━━ SUPPLIED ENTRIES ━━

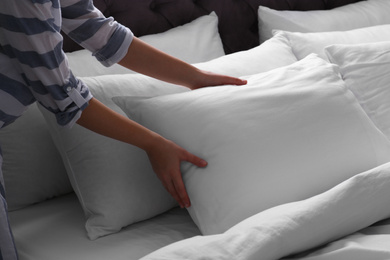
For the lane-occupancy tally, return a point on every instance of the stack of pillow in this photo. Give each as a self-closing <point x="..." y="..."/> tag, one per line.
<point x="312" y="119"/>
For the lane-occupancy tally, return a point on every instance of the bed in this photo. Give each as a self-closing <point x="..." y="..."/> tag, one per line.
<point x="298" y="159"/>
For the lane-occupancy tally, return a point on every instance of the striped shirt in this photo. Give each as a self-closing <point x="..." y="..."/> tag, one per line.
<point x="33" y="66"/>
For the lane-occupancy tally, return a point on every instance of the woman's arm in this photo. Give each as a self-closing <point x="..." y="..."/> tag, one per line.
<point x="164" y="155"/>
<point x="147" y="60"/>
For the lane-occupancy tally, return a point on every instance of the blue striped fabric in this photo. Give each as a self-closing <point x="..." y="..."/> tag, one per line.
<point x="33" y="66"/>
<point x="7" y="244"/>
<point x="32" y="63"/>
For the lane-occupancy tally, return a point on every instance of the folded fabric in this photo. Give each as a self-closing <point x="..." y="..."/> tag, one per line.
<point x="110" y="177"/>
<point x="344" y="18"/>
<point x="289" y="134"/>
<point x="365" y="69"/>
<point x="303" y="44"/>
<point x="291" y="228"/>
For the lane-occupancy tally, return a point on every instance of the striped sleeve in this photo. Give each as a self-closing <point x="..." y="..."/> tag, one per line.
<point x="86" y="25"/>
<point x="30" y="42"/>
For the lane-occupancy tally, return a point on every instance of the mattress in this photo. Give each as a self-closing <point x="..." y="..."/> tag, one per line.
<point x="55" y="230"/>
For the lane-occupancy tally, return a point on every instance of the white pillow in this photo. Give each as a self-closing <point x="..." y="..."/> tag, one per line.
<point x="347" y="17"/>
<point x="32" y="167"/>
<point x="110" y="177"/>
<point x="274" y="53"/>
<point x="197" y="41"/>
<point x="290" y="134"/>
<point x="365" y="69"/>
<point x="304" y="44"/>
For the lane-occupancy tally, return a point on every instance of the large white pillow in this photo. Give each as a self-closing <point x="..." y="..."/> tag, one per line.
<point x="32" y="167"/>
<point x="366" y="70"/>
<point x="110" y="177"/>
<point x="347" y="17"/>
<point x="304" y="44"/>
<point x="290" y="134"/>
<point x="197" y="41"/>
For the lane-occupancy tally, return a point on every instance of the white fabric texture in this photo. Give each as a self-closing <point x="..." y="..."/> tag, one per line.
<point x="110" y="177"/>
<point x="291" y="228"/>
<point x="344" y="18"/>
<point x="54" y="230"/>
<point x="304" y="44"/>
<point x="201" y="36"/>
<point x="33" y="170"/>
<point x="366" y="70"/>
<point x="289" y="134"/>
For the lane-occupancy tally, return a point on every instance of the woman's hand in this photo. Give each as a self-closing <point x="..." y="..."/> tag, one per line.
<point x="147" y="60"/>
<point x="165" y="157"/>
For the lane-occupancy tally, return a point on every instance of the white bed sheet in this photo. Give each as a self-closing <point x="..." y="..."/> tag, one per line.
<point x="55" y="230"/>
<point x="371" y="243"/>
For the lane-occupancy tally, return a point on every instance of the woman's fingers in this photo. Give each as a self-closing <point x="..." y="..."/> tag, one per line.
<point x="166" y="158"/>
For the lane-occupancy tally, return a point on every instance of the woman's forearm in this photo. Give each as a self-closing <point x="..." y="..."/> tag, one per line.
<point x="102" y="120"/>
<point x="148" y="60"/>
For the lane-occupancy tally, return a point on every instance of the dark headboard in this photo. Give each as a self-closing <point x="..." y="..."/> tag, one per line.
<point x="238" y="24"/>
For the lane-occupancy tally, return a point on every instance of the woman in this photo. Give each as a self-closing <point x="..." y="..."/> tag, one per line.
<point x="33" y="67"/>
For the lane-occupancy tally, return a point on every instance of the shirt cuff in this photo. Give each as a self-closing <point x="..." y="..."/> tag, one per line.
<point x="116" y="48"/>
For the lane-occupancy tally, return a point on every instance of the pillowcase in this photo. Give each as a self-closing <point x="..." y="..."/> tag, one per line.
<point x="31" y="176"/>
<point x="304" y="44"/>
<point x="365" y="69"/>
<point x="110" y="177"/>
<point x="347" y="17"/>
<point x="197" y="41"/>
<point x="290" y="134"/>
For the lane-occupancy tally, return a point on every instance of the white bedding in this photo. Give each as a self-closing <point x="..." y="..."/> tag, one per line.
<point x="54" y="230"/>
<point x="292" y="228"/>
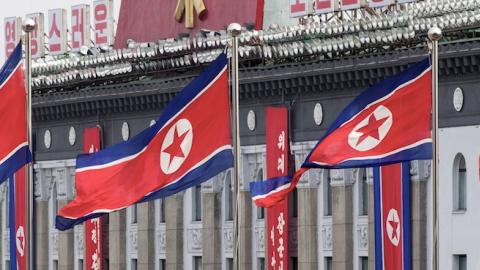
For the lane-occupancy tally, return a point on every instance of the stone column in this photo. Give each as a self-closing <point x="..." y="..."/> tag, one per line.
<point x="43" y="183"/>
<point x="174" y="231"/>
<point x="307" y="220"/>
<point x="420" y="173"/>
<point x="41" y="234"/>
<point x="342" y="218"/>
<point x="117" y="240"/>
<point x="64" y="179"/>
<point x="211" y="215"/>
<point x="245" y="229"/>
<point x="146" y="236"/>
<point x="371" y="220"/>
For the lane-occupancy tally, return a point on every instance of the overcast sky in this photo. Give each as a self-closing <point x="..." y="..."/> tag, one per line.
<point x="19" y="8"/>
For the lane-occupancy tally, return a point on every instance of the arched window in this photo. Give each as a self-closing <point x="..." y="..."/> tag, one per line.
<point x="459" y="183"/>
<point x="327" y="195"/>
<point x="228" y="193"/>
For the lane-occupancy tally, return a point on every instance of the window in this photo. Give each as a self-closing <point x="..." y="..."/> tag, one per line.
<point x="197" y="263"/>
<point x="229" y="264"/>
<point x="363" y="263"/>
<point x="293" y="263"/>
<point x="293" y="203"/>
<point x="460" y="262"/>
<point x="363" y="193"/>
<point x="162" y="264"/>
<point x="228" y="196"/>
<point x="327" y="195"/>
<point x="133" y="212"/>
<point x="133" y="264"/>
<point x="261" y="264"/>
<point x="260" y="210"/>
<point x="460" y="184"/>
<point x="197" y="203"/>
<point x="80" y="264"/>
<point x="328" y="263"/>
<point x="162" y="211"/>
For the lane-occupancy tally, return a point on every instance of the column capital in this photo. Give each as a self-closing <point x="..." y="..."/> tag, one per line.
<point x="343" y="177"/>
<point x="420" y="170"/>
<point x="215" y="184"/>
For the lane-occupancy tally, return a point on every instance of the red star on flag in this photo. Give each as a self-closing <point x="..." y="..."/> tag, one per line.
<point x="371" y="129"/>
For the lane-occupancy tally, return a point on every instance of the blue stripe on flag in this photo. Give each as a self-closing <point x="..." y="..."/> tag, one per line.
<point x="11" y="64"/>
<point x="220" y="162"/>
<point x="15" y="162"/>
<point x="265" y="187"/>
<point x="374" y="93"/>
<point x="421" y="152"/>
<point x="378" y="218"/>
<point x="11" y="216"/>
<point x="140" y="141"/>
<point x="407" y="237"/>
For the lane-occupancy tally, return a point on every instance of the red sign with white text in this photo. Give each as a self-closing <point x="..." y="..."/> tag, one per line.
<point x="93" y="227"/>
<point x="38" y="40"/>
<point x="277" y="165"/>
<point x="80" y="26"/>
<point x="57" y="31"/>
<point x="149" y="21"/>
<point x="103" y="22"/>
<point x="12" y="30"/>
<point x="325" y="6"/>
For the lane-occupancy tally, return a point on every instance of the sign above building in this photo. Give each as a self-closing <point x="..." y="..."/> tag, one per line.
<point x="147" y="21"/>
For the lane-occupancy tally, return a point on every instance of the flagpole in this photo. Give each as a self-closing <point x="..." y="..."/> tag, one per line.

━━━

▸ **SHORT PROBLEM**: Transcribe every entry word for word, but skip the pictures.

▸ **REPLY**:
For the lane-occupancy tally, return a point on every instance of the stack of pillow in this photo. Give each as a self-closing <point x="..." y="..."/> tag, one per line.
<point x="312" y="119"/>
For the lane-occupancy tally, return a point on every instance of the bed in this photo. Give each as a self-closing <point x="..." y="..."/> tag, one per line.
<point x="298" y="159"/>
For the lane-occupancy tally, return a point on every instance of the striped shirt in this photo. Give each as a self-closing <point x="..." y="..."/> tag, one per line.
<point x="33" y="66"/>
For the lane-occupancy tally, return a point on every instance of the woman's arm in this photo. Give each as a self-closing <point x="..." y="..."/> tag, one per line.
<point x="164" y="155"/>
<point x="147" y="60"/>
For the lane-occupancy tally, return a point on every instance of the blue striped fabric in this photo. Give each as a self-closing <point x="..." y="..."/> tag, one per line.
<point x="33" y="66"/>
<point x="7" y="244"/>
<point x="32" y="63"/>
For the lane-occupancy tally, return a point on every instance of the folded fabric in this photo. Give each as a self-closing <point x="..." y="..."/> tag, one per line.
<point x="110" y="177"/>
<point x="344" y="18"/>
<point x="289" y="134"/>
<point x="365" y="69"/>
<point x="303" y="44"/>
<point x="291" y="228"/>
For the lane-occupancy tally, return a point on every instance of the striped sleeve in this photo. Give each as a self-closing <point x="..." y="..."/> tag, one per line.
<point x="86" y="25"/>
<point x="30" y="42"/>
For the lane-occupancy tally, return a point on every instance of the mattress in this photo. Give each as a self-closing <point x="..." y="..."/> tag, one per line.
<point x="55" y="230"/>
For the lane-occupancy tally, return a point on every instance of the white pillow in this photo. Give each as a self-closing <point x="..." y="..."/> tag, one per line.
<point x="347" y="17"/>
<point x="32" y="167"/>
<point x="110" y="177"/>
<point x="274" y="53"/>
<point x="197" y="41"/>
<point x="290" y="134"/>
<point x="365" y="69"/>
<point x="304" y="44"/>
For the lane-occupancy tally, return a point on every instance of the large white pillow in this photo. Give each as a self-closing <point x="..." y="..."/> tag, one per line.
<point x="32" y="167"/>
<point x="366" y="70"/>
<point x="110" y="177"/>
<point x="347" y="17"/>
<point x="304" y="44"/>
<point x="290" y="134"/>
<point x="197" y="41"/>
For the lane-occupancy tally, return a point on every instance of the white fabric texture in this photo. Give each as a self-closing <point x="..." y="..."/> tag, one per line.
<point x="110" y="177"/>
<point x="291" y="228"/>
<point x="344" y="18"/>
<point x="54" y="230"/>
<point x="304" y="44"/>
<point x="201" y="36"/>
<point x="33" y="170"/>
<point x="366" y="70"/>
<point x="289" y="134"/>
For the lane-occupancy tally, return a point on every instance of the woman's hand in this photo. Give each as a self-closing <point x="..." y="..."/> tag, one per line.
<point x="147" y="60"/>
<point x="165" y="157"/>
For the lane-occupancy tally, return a point on every instance of the white bed sheet in this photo. Give each as a self-closing <point x="..." y="..."/> tag, one per line.
<point x="55" y="230"/>
<point x="371" y="243"/>
For the lane-occupancy tally, return a point on every instance of the woman's fingers in this photo. Give each as a self-closing <point x="..." y="..."/> tag, one per line.
<point x="166" y="158"/>
For the lane-occupancy tally, return a point on every instance of the woman's forearm in this photo. Give each as a self-closing <point x="..." y="..."/> tag, one per line.
<point x="102" y="120"/>
<point x="148" y="60"/>
For the lane-occupancy tally, return a point on every instance of the dark headboard in this photo. Give each as a self-closing <point x="..." y="..."/> tag, one per line.
<point x="238" y="24"/>
For the lane-occupancy tally, return a point on every instance of the woman in this photo. Give each as a self-closing <point x="..." y="..."/> tag, one per line.
<point x="33" y="67"/>
For the lane-occupancy tally, return a point on every instance of the shirt cuff in this photo. Give each as a self-closing <point x="..." y="..."/> tag, one per line.
<point x="116" y="48"/>
For the lane-occupancy tally, return a point on every instance of the pillowcase in this photo. Give each as a self-closing <point x="..." y="..."/> tag, one per line.
<point x="31" y="176"/>
<point x="304" y="44"/>
<point x="365" y="69"/>
<point x="110" y="177"/>
<point x="347" y="17"/>
<point x="197" y="41"/>
<point x="290" y="134"/>
For the lane-occupancy tally, return a point on every instance of the white bedding in this photo. Give each as a self-closing <point x="..." y="..."/> tag, one per line.
<point x="54" y="230"/>
<point x="292" y="228"/>
For the lane-occupancy tally, return a point on every instance of the stone column in this photo. Give each as a self-closing <point x="..." y="..."/> tag, one per line.
<point x="43" y="183"/>
<point x="174" y="231"/>
<point x="307" y="220"/>
<point x="420" y="173"/>
<point x="41" y="234"/>
<point x="342" y="218"/>
<point x="117" y="240"/>
<point x="64" y="179"/>
<point x="211" y="215"/>
<point x="245" y="229"/>
<point x="146" y="236"/>
<point x="371" y="220"/>
For the lane-occupancy tally, return a point on every instance of the overcast sky in this photo. Give each as a self-closing <point x="..." y="..."/> tag, one per line.
<point x="19" y="8"/>
For the lane-occupancy tally, return a point on every instance of the arched window in this photo. Give each as a self-closing <point x="..." y="..."/> tag, one per line.
<point x="459" y="183"/>
<point x="327" y="195"/>
<point x="228" y="193"/>
For the lane-occupancy tally, return a point on every instance of the window in this photo. Give each as a self-closing <point x="..." y="..."/> tag, one per line.
<point x="197" y="263"/>
<point x="229" y="264"/>
<point x="363" y="263"/>
<point x="293" y="263"/>
<point x="293" y="203"/>
<point x="460" y="262"/>
<point x="363" y="193"/>
<point x="162" y="264"/>
<point x="228" y="196"/>
<point x="327" y="195"/>
<point x="133" y="212"/>
<point x="133" y="264"/>
<point x="261" y="264"/>
<point x="260" y="210"/>
<point x="460" y="184"/>
<point x="197" y="203"/>
<point x="80" y="264"/>
<point x="328" y="263"/>
<point x="162" y="211"/>
For the lane-occupancy tally, return a point on every instance of the column capital in this photo. Give each as a self-closing <point x="..." y="..."/> tag, one per line.
<point x="343" y="177"/>
<point x="420" y="170"/>
<point x="215" y="184"/>
For the lane-occupancy tally, return a point on every instance of the red star on flag in this photo. Give each as a self-closing <point x="..." y="..."/> tag, one per line.
<point x="371" y="129"/>
For the lane-occupancy tally, return a point on every instance of the blue stripe on flag in this photo. Give each as a self-closing <point x="..." y="..."/> tag, one per line.
<point x="11" y="64"/>
<point x="220" y="162"/>
<point x="15" y="162"/>
<point x="265" y="187"/>
<point x="374" y="93"/>
<point x="421" y="152"/>
<point x="378" y="218"/>
<point x="11" y="216"/>
<point x="140" y="141"/>
<point x="407" y="237"/>
For the lane-occupancy tally, return a point on every instance of the red sign with white text in this photo. Give each as a self-closing <point x="..." y="..."/> tag, one per line.
<point x="93" y="227"/>
<point x="38" y="40"/>
<point x="277" y="165"/>
<point x="80" y="26"/>
<point x="57" y="31"/>
<point x="149" y="21"/>
<point x="103" y="22"/>
<point x="12" y="30"/>
<point x="325" y="6"/>
For the lane-occupancy tally, return a point on every instance of the sign above building in this photo. Give each as a self-closing <point x="..." y="..."/> tag, one per line.
<point x="147" y="21"/>
For the lane-occupancy tally, return a point on every instance of the flagpole in this photo. Give each as a self-closing <point x="..." y="..."/> tag, one per line.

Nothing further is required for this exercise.